- [What you have to do]: Pull every line that includes the word "wearing" out of the data below and copy it.

= Beginning of Section =

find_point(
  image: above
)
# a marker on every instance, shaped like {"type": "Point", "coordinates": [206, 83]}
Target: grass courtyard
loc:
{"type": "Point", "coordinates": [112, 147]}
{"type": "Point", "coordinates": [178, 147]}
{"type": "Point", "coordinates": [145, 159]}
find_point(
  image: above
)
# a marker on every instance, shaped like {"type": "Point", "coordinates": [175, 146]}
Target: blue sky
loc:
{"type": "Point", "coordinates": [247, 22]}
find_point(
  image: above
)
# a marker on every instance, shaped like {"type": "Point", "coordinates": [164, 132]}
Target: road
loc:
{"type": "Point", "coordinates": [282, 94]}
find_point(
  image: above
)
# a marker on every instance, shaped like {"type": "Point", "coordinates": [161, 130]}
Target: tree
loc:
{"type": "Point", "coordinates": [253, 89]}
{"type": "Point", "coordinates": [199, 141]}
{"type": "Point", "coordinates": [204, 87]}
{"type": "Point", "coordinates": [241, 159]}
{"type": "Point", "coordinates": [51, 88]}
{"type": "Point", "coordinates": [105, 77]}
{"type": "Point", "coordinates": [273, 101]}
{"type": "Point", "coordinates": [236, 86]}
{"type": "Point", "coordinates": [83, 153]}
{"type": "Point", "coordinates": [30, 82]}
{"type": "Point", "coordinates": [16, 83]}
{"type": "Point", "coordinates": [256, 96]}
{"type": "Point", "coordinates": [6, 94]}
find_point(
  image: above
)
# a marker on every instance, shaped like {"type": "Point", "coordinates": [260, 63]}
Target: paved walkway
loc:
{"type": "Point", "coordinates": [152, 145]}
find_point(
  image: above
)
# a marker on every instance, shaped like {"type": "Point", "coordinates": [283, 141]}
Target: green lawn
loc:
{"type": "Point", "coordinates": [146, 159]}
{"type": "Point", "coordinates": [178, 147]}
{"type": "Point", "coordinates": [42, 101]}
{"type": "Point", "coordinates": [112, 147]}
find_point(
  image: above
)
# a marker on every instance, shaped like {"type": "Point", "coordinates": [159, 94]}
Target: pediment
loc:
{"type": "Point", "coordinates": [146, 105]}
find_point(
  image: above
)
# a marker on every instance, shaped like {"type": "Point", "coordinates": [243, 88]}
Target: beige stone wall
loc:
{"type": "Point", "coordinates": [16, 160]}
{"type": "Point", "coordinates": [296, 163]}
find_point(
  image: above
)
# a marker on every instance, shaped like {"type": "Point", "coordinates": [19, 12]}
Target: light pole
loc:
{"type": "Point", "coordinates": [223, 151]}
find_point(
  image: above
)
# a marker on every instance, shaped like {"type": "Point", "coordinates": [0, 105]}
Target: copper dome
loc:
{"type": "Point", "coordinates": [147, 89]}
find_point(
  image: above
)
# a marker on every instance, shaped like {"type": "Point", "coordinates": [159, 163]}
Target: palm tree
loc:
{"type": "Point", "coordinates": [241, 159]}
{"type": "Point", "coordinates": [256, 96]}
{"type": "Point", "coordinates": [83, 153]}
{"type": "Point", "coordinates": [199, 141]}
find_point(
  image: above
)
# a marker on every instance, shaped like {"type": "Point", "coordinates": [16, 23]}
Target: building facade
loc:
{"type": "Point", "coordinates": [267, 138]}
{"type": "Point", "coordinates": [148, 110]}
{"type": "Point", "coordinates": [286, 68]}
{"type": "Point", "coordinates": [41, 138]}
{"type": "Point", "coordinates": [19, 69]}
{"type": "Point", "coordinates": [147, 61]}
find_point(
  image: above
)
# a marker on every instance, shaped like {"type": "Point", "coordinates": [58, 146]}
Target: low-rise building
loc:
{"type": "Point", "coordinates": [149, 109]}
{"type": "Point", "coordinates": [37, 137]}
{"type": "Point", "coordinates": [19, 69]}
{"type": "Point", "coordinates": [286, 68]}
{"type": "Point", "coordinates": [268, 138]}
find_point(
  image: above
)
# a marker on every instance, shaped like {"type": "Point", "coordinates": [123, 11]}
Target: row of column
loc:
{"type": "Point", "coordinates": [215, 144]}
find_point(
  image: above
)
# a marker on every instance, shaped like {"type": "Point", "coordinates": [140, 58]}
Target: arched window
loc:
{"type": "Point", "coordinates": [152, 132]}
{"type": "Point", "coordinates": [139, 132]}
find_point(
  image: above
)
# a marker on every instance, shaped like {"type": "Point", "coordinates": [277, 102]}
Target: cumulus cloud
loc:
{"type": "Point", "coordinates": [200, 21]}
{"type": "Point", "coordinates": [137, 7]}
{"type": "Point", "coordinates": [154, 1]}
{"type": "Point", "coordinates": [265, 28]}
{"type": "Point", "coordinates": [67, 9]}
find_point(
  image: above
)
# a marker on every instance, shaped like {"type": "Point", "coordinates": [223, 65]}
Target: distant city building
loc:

= End of Section =
= Beginning of Section =

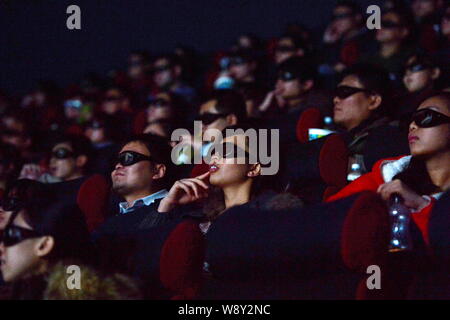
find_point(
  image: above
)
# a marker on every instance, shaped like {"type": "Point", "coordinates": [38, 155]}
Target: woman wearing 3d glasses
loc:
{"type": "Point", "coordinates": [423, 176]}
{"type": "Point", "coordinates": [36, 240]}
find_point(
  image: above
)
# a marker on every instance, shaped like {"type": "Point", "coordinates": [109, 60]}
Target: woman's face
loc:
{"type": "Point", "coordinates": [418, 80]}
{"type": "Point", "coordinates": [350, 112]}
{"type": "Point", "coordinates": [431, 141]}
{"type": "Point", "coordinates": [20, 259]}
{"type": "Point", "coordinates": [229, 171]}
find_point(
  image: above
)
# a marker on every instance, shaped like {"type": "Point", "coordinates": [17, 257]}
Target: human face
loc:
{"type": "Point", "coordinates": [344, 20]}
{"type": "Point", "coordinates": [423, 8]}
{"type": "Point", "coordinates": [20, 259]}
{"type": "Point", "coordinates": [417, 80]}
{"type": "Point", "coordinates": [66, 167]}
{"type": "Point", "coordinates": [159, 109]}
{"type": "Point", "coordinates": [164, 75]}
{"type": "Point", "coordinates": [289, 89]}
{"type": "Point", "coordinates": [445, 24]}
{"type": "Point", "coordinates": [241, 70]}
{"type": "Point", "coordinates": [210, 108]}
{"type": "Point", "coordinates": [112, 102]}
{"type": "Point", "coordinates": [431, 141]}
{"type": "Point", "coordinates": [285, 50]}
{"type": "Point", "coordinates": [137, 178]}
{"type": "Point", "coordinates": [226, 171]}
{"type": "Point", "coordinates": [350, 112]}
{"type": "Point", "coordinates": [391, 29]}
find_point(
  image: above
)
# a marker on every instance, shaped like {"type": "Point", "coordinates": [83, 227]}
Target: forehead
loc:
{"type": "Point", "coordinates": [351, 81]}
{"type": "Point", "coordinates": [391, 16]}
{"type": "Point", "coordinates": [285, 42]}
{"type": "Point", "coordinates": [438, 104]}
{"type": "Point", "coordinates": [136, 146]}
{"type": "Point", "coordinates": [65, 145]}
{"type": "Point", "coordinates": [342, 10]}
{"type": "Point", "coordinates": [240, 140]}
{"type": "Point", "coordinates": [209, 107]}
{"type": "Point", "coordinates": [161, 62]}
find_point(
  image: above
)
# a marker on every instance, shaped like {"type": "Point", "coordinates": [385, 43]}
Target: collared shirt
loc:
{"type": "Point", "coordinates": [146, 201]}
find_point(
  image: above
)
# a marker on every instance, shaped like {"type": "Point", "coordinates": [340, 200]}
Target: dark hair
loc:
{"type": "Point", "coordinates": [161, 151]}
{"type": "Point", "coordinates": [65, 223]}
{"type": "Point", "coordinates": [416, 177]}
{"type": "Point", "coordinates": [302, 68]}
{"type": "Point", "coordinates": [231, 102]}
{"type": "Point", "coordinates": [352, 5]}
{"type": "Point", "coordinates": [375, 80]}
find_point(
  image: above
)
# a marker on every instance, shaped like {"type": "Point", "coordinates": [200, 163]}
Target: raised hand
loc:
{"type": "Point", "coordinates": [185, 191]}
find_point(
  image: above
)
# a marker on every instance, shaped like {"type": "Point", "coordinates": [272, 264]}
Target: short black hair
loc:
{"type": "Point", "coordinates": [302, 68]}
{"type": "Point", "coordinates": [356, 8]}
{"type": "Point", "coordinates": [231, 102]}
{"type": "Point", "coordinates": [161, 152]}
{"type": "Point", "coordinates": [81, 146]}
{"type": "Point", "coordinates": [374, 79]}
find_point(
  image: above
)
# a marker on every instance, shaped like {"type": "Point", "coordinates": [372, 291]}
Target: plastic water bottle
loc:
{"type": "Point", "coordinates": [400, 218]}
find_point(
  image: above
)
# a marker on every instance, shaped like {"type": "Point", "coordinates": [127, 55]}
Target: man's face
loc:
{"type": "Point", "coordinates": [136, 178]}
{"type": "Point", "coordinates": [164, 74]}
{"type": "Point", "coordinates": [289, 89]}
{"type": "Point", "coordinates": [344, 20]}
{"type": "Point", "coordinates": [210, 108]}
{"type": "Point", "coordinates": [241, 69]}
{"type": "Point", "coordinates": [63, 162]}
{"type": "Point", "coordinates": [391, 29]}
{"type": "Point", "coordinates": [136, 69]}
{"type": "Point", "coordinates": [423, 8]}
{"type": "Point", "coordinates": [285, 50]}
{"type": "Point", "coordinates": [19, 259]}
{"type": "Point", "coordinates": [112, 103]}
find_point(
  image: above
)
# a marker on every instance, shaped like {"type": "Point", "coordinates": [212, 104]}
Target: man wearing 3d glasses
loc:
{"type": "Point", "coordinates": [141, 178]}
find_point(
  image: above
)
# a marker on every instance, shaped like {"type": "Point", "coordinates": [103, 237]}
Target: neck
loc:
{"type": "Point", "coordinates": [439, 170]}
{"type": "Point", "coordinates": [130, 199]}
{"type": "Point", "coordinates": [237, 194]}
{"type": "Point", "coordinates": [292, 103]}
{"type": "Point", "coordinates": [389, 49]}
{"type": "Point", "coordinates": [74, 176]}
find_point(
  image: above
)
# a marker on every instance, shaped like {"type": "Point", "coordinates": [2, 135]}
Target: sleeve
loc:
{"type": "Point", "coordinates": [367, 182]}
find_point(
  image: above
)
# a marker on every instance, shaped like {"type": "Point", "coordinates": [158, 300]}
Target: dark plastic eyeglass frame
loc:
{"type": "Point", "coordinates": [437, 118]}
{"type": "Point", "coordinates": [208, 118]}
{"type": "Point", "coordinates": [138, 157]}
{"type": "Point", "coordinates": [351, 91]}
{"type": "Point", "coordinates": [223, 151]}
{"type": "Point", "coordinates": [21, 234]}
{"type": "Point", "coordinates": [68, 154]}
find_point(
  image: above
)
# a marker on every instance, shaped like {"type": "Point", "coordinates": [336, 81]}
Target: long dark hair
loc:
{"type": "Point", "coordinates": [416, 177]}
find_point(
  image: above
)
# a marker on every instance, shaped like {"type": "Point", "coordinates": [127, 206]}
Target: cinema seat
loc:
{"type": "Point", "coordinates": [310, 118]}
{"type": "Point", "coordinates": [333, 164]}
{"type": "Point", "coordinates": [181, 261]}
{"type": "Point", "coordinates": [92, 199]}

= End of Section =

- [Solution to the exercise]:
Target: woman wearing 3d glasses
Target: man wearing 3d glasses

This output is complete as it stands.